Reproduce the listing below word for word, leaving out the pictures.
--- START RECORDS ---
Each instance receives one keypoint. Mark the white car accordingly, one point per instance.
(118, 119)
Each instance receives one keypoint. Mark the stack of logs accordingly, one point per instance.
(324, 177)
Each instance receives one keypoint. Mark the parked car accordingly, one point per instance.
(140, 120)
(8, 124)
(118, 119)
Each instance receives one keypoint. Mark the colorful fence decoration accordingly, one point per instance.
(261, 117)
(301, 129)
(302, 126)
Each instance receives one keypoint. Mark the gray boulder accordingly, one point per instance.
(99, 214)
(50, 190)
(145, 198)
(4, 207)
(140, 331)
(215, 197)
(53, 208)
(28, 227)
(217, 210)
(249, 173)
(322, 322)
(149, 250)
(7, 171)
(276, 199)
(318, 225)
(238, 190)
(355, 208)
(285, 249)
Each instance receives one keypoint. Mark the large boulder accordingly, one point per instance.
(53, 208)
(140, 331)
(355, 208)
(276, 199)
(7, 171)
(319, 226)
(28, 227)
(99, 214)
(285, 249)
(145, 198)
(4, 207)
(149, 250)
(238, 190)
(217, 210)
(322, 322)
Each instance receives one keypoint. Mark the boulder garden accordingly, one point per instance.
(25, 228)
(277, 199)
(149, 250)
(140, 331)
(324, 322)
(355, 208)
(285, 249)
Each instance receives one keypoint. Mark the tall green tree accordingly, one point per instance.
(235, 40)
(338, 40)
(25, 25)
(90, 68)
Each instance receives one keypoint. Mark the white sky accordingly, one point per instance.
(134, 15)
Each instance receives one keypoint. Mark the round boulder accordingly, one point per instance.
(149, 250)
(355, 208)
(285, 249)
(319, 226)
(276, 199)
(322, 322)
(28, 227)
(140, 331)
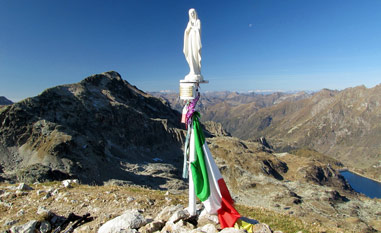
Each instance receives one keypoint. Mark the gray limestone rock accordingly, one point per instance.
(168, 211)
(154, 226)
(131, 219)
(29, 227)
(24, 187)
(232, 230)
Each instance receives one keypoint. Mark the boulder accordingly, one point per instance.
(29, 227)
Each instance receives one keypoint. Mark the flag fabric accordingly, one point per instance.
(205, 177)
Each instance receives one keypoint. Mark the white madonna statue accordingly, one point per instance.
(192, 47)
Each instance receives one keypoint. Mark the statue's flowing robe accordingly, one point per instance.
(192, 47)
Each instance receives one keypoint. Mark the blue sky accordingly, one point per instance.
(247, 44)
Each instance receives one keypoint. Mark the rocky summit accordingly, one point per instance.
(117, 148)
(97, 130)
(5, 101)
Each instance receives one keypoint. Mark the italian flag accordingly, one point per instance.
(206, 181)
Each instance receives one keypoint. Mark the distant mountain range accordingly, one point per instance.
(5, 101)
(95, 130)
(343, 124)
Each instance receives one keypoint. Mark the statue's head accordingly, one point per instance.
(192, 14)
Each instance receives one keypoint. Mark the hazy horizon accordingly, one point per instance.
(247, 45)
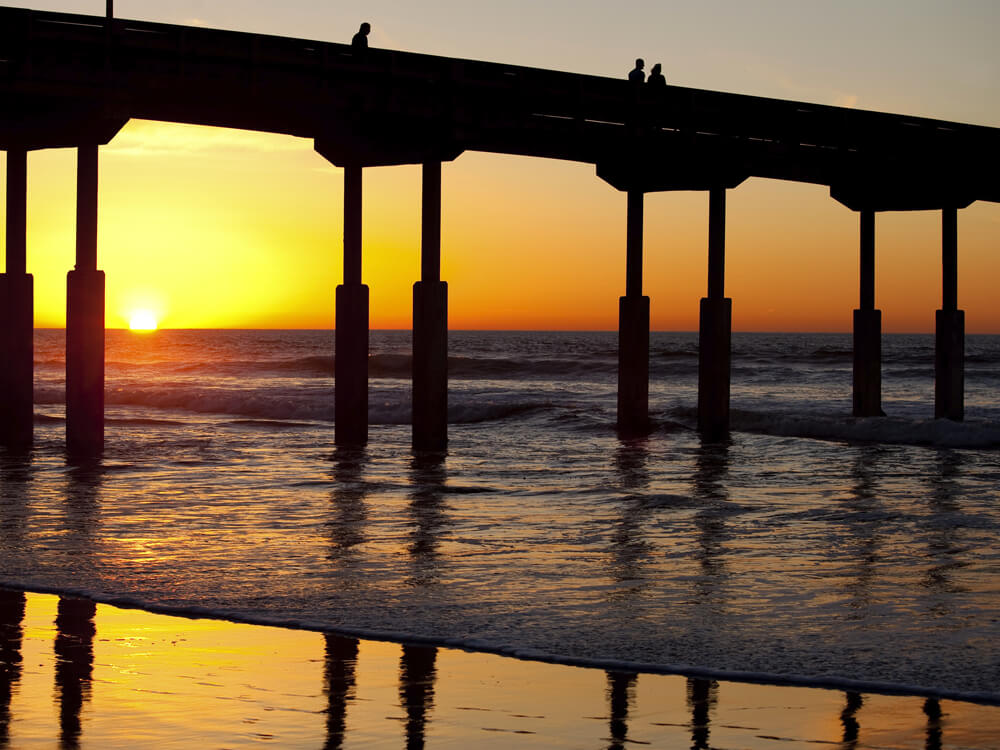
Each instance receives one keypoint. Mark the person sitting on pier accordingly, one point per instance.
(636, 75)
(359, 41)
(656, 79)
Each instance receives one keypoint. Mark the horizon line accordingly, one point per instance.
(512, 330)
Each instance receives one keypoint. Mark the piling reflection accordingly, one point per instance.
(340, 679)
(711, 468)
(426, 512)
(350, 512)
(83, 489)
(417, 674)
(621, 694)
(16, 474)
(74, 655)
(12, 604)
(702, 696)
(849, 721)
(631, 552)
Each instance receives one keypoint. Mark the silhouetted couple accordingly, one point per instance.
(656, 79)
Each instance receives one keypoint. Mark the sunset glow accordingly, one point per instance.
(142, 320)
(244, 230)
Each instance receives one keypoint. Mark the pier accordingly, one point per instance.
(73, 81)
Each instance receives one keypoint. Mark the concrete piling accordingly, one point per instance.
(17, 312)
(85, 321)
(351, 343)
(715, 329)
(949, 349)
(430, 326)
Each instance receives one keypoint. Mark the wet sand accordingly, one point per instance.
(79, 674)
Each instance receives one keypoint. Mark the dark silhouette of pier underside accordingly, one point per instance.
(74, 81)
--- END RECORDS ---
| FINISHED ANSWER |
Each instance receives one keypoint. Mark the white car accordingly, one point per instance.
(118, 119)
Each instance receives one keypoint. Mark the stack of logs accordingly, one point per instance.
(324, 177)
Each instance receives one keypoint. Mark the parked car accordingly, one point per instance.
(140, 120)
(8, 124)
(118, 119)
Each instance receives one keypoint. Mark the colorful fence decoration accordingly, one point per instance.
(261, 117)
(301, 129)
(302, 126)
Each instance receives one keypoint. Mark the gray boulder accordingly, one point per instance.
(99, 214)
(50, 190)
(145, 198)
(4, 207)
(140, 331)
(215, 197)
(53, 208)
(28, 227)
(217, 210)
(249, 173)
(322, 322)
(149, 250)
(7, 171)
(276, 199)
(318, 225)
(238, 190)
(355, 208)
(285, 249)
Each instance receives one keypoint. Mark the large boulder accordingly, one point per instance.
(53, 208)
(140, 331)
(355, 208)
(276, 199)
(7, 171)
(319, 226)
(28, 227)
(99, 214)
(285, 249)
(145, 198)
(4, 207)
(149, 250)
(238, 190)
(217, 210)
(322, 322)
Each instance receives one keypoint. Mark the boulder garden accordingly, one point per instance.
(25, 228)
(277, 199)
(149, 250)
(140, 331)
(324, 322)
(355, 208)
(285, 249)
Each instance receives one keypoint. Mark the tall green tree accordingly, one point per instance.
(235, 40)
(338, 40)
(25, 25)
(90, 68)
Each instance receives one keypoint. Mark the white sky accordingly, one point per instance.
(134, 15)
Each instance receives one keypoint. Mark the round boulder accordingly, one point per instance.
(149, 250)
(355, 208)
(285, 249)
(319, 226)
(276, 199)
(322, 322)
(28, 227)
(140, 331)
Each instance receives one keypoint. Mark the gray limestone rock accordingly, one point per instance.
(168, 211)
(154, 226)
(131, 219)
(29, 227)
(24, 187)
(232, 230)
Each instance receives one keypoint. Mark the boulder accordingly, one point per instance.
(29, 227)
Each instance receives one keypoint. Mark the flag fabric accordingly, one point per instance.
(205, 177)
Each instance receives one keypoint. Mark the white madonna statue accordingly, one point per instance.
(192, 47)
Each instance receives one keypoint. Mark the statue's flowing robe accordingly, one point per instance.
(192, 47)
Each instance receives one keypoint. Mark the blue sky accordingly, one point per instance.
(247, 44)
Each instance receives one keypoint. Mark the rocky summit accordingly, one point per instance.
(117, 148)
(97, 130)
(5, 101)
Each instance receives one keypoint. Mark the italian flag accordingly, one point per instance.
(206, 181)
Each instance receives one keypoint. Mark the distant mountain range accordingly, one point per instance.
(5, 101)
(95, 130)
(343, 124)
Each instance receives one keypoint. Mark the statue's head accordingly, one point per instance.
(192, 14)
Each instance receives one keypoint. Mark the hazy horizon accordingly, one point per instance.
(247, 45)
Each instance receives one keypoint. Mark the person sitting on pier accordingly, one point per instance.
(636, 75)
(359, 41)
(656, 79)
Each instance receives one keypoint. Mark the horizon line accordingly, one point per instance.
(512, 330)
Each instance receives one keypoint. Mark the piling reflection accordingly, one point per instance.
(340, 679)
(711, 468)
(426, 512)
(350, 512)
(83, 489)
(417, 674)
(621, 694)
(16, 474)
(74, 655)
(12, 604)
(702, 696)
(849, 721)
(631, 552)
Each instance receives one keypoint. Mark the silhouetted couple accordingly, one point per instance.
(656, 79)
Each instance receives one keypoint. Mark the sunset glow accordingly, one point per instance.
(142, 320)
(244, 230)
Each instance receives one keypoint. Mark the pier accordingly, one point per instance.
(73, 81)
Each instance receives one keypoint. Mark the concrete piling accordingly, one point per instance.
(17, 312)
(85, 321)
(351, 343)
(715, 329)
(949, 349)
(430, 326)
Each instance receives one keypoint. Mark the wet sand accordingly, one point per instance.
(79, 674)
Each instance receives one keypoint. Mark the dark silhouette of pier underside accordingly, one point per instance.
(74, 81)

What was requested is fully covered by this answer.